What is asked: Add 95 to every x and y coordinate in the answers on the lines starting with the one that contains "Mark the innermost point of each instance of the blue" and going on through the one that contains "x=568, y=1013". Write out only those lines again, requests included, with the new coordinates.

Supplied records:
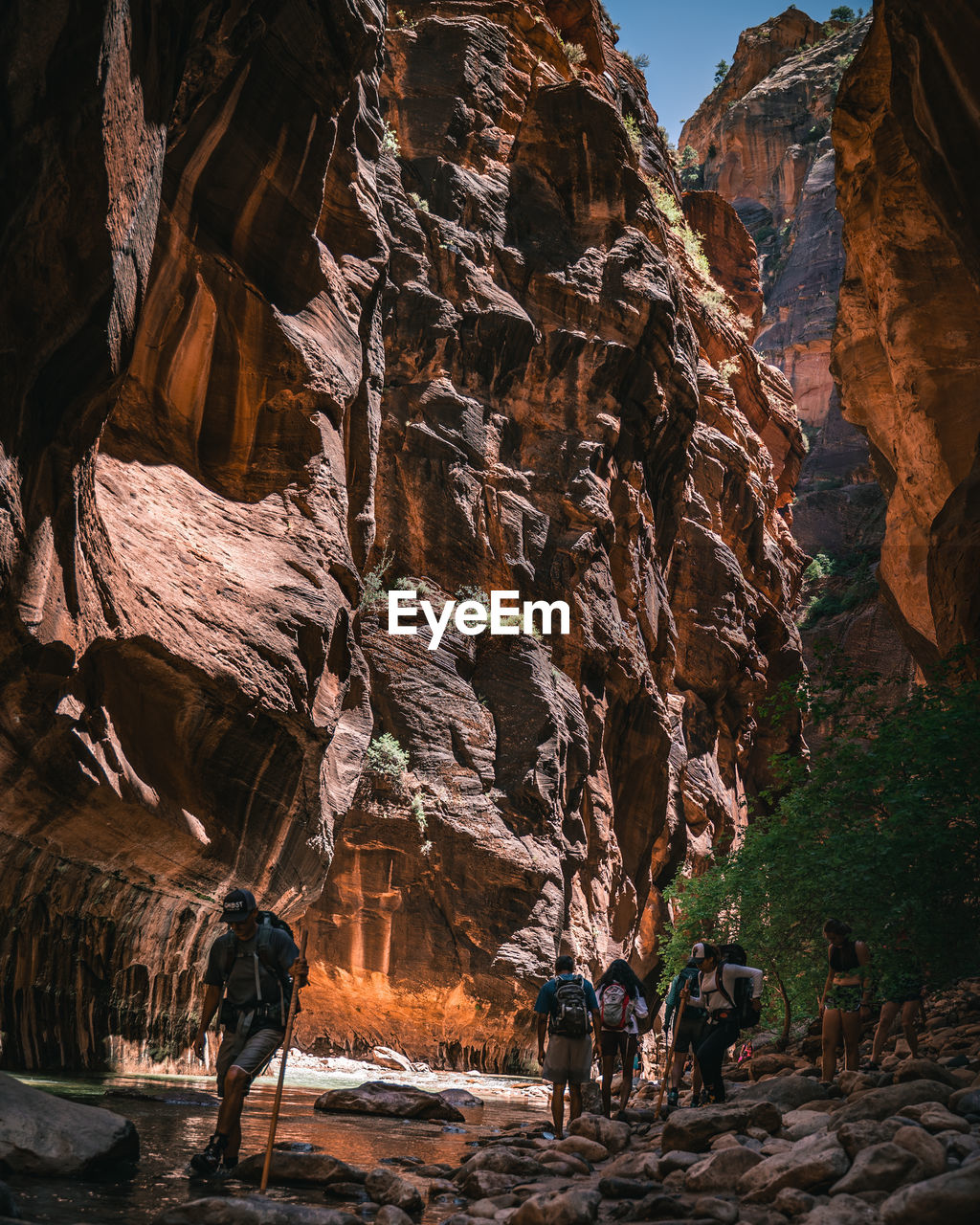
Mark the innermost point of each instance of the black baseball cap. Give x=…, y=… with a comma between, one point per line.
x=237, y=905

...

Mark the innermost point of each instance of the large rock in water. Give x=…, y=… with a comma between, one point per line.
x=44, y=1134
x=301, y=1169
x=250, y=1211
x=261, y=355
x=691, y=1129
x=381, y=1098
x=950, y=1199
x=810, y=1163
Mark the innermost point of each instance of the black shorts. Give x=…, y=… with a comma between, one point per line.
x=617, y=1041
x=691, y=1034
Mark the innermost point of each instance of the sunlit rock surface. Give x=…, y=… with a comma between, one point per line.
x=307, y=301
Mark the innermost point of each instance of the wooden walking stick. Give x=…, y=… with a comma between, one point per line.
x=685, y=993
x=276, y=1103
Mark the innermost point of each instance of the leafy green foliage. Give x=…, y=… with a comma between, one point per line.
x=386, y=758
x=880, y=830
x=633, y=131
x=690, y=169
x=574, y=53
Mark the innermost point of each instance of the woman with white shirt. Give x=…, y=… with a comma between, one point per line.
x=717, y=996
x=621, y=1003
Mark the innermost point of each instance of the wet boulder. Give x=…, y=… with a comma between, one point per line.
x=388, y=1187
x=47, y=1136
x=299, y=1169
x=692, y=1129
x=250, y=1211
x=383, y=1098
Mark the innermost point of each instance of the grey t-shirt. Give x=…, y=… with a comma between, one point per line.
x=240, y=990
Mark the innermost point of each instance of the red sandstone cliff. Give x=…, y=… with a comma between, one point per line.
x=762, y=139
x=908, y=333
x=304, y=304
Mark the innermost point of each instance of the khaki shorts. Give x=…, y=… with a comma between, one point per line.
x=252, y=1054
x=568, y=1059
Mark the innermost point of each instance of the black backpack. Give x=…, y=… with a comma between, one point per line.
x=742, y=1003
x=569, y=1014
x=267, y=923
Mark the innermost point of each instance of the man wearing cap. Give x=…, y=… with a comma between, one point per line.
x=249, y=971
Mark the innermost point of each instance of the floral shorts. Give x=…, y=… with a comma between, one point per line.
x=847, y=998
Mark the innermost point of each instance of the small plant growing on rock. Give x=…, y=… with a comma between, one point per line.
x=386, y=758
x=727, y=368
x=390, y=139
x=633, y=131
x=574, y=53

---

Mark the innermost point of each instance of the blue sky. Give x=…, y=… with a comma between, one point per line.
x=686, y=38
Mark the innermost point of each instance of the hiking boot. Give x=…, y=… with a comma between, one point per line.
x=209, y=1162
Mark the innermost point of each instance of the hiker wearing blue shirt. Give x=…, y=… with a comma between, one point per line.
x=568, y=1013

Written response:
Mark the innermost point of each instance of the blue sky. Give x=…, y=… with a comma between, one point per line.
x=781, y=133
Mark the innermost point of each instance of the hiking boot. Give x=…, y=… with a comma between, one point per line.
x=304, y=1257
Mark the innermost point of each instance of the hiker wearing blue shirt. Give x=…, y=… with a comma between, one point per line.
x=663, y=1108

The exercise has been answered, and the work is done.